Format every line of the entries below as a Markdown table with the columns Row and Line, numbering the rows in order and leaving out any blank lines.

═══ Provided records ═══

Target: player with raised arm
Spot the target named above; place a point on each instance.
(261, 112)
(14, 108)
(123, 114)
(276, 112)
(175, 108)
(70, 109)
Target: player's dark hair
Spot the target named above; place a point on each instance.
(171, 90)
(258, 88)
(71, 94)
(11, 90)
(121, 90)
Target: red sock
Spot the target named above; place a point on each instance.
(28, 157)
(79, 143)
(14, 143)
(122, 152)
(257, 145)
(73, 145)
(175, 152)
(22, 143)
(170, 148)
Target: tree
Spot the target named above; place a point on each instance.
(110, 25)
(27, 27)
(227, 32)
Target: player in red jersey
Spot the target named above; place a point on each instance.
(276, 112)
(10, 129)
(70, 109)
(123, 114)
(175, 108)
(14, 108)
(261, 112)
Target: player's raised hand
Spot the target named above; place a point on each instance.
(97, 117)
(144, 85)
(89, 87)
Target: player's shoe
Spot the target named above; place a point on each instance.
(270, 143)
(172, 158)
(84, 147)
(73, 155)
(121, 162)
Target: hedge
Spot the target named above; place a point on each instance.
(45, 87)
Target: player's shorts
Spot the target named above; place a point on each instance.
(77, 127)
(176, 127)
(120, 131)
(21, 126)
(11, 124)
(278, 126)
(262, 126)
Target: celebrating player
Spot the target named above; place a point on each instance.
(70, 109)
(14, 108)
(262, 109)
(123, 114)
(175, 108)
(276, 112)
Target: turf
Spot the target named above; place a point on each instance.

═══

Result of this exercise.
| Row | Line |
|---|---|
| 1 | Target: player with raised arm |
| 2 | Spot the target named above; place a point on each instance. |
| 3 | (261, 112) |
| 4 | (14, 108) |
| 5 | (123, 114) |
| 6 | (276, 112) |
| 7 | (175, 108) |
| 8 | (70, 109) |
| 9 | Target: player's dark hair |
| 10 | Spot the target named above; place a point on each instance. |
| 11 | (171, 90) |
| 12 | (258, 88) |
| 13 | (71, 94) |
| 14 | (11, 90) |
| 15 | (121, 90) |
| 16 | Target: red sock |
| 17 | Spot the target named above; place a point on each instance. |
| 18 | (28, 157) |
| 19 | (79, 143) |
| 20 | (14, 143) |
| 21 | (122, 152) |
| 22 | (257, 145) |
| 23 | (73, 145) |
| 24 | (175, 152) |
| 25 | (22, 143) |
| 26 | (170, 148) |
| 27 | Target: tree |
| 28 | Spot the target named above; place a point on each instance. |
| 29 | (110, 25) |
| 30 | (27, 27) |
| 31 | (227, 32) |
| 32 | Target: player in red jersey |
| 33 | Spot the target named above; place a point on each instance. |
| 34 | (276, 112) |
| 35 | (10, 129) |
| 36 | (70, 109) |
| 37 | (123, 114) |
| 38 | (175, 108) |
| 39 | (14, 108) |
| 40 | (261, 112) |
| 41 | Target: player's raised hand |
| 42 | Spot the target named above; place a point on each instance. |
| 43 | (97, 117) |
| 44 | (144, 85) |
| 45 | (89, 87) |
| 46 | Target: player's shoe |
| 47 | Spot the target named above; place a point on each instance. |
| 48 | (270, 143) |
| 49 | (172, 158) |
| 50 | (84, 147) |
| 51 | (73, 155) |
| 52 | (121, 162) |
| 53 | Target: hedge |
| 54 | Spot the target named above; place a point on each instance. |
| 55 | (45, 87) |
| 56 | Target: player's shorts |
| 57 | Spot the target named above; place a point on each instance. |
| 58 | (77, 127) |
| 59 | (176, 127) |
| 60 | (120, 131) |
| 61 | (21, 126) |
| 62 | (11, 124) |
| 63 | (278, 126) |
| 64 | (262, 126) |
| 65 | Target: celebrating player |
| 66 | Spot the target named above; place a point on each instance. |
| 67 | (70, 109) |
| 68 | (14, 108) |
| 69 | (262, 109) |
| 70 | (123, 114) |
| 71 | (175, 108) |
| 72 | (276, 112) |
| 73 | Target: turf |
| 74 | Spot the target named above; place a point on each instance. |